The task => Would you print only the lines running from the one with "I'd really appreciate it if you could find the hanging" to the final line of the data below, word for word and without pictures?

*** The data ***

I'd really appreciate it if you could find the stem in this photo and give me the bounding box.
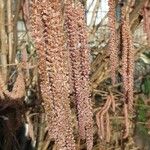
[0,0,8,82]
[7,0,13,63]
[12,0,22,63]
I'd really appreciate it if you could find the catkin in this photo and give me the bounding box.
[143,0,150,45]
[121,6,134,112]
[121,7,129,99]
[30,0,76,149]
[96,95,112,140]
[77,3,93,149]
[121,6,134,138]
[65,0,84,136]
[108,0,118,85]
[123,103,129,139]
[65,1,93,149]
[30,0,93,149]
[30,1,54,135]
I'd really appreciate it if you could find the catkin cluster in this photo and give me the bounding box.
[30,0,98,149]
[30,0,93,149]
[107,2,135,139]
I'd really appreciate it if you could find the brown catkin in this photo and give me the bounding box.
[96,94,116,142]
[30,0,54,136]
[65,2,86,139]
[65,1,93,149]
[121,7,128,98]
[126,15,134,112]
[30,0,93,149]
[108,0,118,85]
[77,2,93,150]
[143,0,150,45]
[30,0,49,102]
[121,6,134,112]
[121,6,134,138]
[96,95,112,140]
[41,1,75,149]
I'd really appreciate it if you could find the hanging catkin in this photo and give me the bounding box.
[30,0,93,149]
[77,2,93,149]
[29,0,54,135]
[30,0,48,102]
[30,0,76,149]
[121,6,134,138]
[42,1,76,149]
[108,0,118,85]
[143,0,150,45]
[76,3,93,149]
[127,17,134,113]
[121,7,128,99]
[65,1,93,149]
[96,95,112,140]
[121,6,134,112]
[65,0,85,138]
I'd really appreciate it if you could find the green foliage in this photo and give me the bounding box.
[141,76,150,98]
[137,124,148,136]
[136,97,148,122]
[143,52,150,59]
[136,97,149,136]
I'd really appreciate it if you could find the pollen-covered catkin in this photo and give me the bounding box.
[30,0,76,149]
[65,1,93,149]
[108,0,118,85]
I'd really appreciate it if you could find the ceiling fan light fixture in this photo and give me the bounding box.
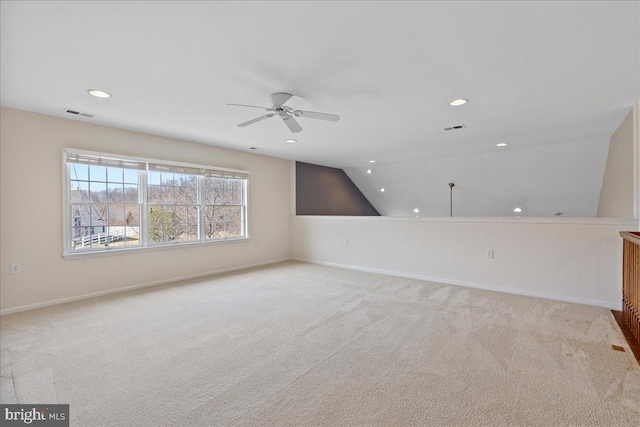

*** End of The data ***

Exercise result =>
I'd really appreciate it if you could find the hanging catkin in this photo and give me the bounding box.
[30,0,93,149]
[77,2,93,149]
[29,0,54,135]
[30,0,48,102]
[30,0,76,149]
[121,6,134,138]
[42,1,76,149]
[108,0,118,85]
[143,0,150,45]
[76,3,93,149]
[127,17,134,113]
[121,7,128,99]
[65,1,93,149]
[96,95,112,140]
[121,6,134,112]
[65,0,85,138]
I'd really appreciate it if you could find the green foliage in this photo and give me the bounding box.
[141,76,150,98]
[137,124,148,136]
[136,97,148,122]
[143,52,150,59]
[136,97,149,136]
I'd really appreciate it if you could find the pollen-covered catkin in this photo and give me the bounding box.
[30,0,76,149]
[65,1,93,149]
[108,0,118,85]
I'd really appreciate it if you could find the ceiling fan light fixture in this photo and give me the bounding box.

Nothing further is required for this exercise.